YOUR OBJECTIVE:
Could you reproduce only the lines starting at the one containing "green grass | box_all" and ending at the one containing "[0,0,1200,797]", both ends included and every line in between kept, but with each bounding-box coordinate in the answers scaled by 1.15 and rounded to a whole number, halves rounded up?

THE DATA:
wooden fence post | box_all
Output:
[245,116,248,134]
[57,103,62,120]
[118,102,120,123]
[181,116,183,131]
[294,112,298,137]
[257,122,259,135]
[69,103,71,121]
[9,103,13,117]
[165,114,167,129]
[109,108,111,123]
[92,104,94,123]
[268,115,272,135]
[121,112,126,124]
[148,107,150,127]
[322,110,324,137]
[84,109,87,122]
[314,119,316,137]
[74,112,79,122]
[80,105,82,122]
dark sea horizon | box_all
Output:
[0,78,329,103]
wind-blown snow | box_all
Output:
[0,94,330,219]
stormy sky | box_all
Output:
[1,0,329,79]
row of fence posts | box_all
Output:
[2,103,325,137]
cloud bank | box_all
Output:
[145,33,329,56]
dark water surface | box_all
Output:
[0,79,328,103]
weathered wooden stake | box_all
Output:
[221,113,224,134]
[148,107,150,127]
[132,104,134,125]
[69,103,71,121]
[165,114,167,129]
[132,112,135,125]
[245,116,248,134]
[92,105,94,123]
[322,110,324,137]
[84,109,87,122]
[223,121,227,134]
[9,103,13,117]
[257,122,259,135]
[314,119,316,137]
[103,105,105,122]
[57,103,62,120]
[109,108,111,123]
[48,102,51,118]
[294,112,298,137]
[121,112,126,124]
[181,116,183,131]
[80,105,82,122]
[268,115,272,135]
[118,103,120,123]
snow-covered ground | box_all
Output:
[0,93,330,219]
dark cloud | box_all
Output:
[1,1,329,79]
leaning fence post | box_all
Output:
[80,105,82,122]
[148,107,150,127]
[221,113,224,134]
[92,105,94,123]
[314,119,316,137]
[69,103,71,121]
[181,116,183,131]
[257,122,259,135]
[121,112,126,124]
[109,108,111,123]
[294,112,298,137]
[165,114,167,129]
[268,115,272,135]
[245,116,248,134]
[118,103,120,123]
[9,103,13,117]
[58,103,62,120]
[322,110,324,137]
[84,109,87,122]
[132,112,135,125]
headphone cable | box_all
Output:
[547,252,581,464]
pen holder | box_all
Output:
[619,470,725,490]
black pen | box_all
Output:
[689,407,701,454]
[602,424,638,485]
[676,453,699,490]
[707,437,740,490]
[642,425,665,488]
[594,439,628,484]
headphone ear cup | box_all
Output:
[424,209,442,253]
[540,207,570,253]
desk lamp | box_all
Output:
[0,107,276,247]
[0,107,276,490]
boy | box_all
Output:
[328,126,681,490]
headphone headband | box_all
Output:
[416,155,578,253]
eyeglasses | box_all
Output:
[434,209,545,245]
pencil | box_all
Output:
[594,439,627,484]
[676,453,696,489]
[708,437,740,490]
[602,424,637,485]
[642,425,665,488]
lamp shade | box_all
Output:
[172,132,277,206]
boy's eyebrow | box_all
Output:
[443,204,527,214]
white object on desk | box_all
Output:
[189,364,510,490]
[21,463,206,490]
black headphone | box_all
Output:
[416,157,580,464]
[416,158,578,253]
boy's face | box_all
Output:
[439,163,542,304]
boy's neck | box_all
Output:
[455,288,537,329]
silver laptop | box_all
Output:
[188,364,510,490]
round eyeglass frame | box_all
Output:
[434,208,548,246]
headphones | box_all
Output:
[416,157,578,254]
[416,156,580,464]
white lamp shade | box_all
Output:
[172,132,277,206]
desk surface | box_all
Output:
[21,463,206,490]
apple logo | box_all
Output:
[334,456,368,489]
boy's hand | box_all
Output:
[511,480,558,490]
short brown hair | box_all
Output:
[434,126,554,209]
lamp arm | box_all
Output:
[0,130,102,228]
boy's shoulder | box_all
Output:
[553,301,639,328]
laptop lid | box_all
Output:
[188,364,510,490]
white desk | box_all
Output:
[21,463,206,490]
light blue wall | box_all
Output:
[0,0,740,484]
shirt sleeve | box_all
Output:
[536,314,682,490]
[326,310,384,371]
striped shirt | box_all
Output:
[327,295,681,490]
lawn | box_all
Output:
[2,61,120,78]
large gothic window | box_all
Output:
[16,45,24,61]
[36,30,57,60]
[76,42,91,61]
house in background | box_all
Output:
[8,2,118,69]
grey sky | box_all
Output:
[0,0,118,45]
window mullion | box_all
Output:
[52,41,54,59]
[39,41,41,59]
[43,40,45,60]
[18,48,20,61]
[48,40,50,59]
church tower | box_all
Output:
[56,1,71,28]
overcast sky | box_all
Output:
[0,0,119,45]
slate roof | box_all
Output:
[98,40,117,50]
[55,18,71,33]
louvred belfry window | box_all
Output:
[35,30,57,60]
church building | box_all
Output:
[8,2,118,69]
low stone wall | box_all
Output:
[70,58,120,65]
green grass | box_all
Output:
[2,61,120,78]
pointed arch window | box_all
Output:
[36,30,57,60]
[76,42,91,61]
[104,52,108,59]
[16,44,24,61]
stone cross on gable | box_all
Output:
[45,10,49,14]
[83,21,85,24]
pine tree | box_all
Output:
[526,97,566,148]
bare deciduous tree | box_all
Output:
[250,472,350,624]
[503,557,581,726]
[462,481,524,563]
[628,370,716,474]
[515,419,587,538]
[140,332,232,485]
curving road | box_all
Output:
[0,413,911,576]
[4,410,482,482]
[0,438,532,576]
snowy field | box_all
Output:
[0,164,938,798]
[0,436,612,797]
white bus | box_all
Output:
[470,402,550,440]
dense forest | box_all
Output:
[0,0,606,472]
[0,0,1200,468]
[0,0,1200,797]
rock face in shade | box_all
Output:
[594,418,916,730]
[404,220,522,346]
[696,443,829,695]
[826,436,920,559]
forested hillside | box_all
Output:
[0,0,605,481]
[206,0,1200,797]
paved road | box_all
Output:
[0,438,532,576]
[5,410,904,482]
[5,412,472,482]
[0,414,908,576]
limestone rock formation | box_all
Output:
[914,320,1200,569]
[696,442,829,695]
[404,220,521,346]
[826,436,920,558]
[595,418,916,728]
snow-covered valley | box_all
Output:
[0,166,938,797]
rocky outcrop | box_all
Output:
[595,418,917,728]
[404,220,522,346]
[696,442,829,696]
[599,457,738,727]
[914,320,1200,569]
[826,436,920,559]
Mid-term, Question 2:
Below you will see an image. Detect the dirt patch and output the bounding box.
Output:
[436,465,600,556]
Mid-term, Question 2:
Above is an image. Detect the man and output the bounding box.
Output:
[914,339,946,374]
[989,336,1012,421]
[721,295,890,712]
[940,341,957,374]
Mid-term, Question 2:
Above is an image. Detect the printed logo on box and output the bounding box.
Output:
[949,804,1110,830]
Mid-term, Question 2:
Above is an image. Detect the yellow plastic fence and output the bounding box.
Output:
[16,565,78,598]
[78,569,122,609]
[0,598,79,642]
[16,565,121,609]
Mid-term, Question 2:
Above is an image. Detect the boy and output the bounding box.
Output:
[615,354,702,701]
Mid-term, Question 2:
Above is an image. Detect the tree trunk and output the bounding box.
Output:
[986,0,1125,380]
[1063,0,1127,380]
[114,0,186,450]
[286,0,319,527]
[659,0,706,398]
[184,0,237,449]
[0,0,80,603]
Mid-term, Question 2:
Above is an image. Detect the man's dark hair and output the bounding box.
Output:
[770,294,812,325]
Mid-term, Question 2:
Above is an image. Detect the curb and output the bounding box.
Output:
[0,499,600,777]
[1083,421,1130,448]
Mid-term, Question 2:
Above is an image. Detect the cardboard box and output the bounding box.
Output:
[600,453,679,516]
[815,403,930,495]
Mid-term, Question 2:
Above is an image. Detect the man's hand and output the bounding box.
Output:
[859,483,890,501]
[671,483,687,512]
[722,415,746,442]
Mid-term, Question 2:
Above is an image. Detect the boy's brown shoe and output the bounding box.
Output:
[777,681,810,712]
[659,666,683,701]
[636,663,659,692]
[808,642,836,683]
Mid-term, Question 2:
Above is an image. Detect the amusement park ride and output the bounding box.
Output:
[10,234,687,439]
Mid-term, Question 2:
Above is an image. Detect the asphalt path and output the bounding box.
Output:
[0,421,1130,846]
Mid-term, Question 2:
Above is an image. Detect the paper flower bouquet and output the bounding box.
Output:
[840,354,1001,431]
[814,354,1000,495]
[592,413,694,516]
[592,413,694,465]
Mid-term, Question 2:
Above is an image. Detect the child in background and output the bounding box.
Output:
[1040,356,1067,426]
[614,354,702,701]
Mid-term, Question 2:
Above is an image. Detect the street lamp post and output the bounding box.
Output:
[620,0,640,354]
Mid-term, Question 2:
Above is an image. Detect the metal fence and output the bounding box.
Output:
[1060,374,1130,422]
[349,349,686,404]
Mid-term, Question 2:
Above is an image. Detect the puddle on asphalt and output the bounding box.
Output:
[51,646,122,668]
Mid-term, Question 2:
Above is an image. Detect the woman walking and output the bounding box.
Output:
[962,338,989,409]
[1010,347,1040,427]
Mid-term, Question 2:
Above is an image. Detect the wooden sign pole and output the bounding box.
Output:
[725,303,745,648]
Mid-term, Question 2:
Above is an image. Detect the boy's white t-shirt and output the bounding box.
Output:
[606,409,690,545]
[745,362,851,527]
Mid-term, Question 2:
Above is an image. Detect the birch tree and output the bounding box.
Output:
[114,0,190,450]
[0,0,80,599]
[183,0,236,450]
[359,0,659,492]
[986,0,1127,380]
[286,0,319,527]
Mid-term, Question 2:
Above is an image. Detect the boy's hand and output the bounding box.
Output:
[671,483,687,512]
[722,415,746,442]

RESPONSE:
green grass | box_all
Output:
[2,70,138,90]
pointed arch window | box_all
Output:
[41,35,66,69]
[87,48,105,70]
[120,60,124,68]
[18,51,28,70]
stone cross on gable | box_all
Output:
[52,12,56,16]
[95,24,98,28]
pine tree | box_all
Output:
[605,112,651,170]
bare deciduous tree | box_all
Output:
[288,543,403,718]
[578,641,668,835]
[531,553,603,647]
[722,426,823,545]
[592,482,675,619]
[161,382,267,558]
curving road | box_all
Output:
[0,475,1048,662]
[5,472,554,554]
[0,504,612,662]
snowy field | box_all
Output:
[0,189,1079,918]
[0,501,704,917]
white bus | box_all
Output:
[541,462,633,506]
dense forest | box_all
Output:
[0,0,697,543]
[0,0,1380,538]
[0,0,1380,917]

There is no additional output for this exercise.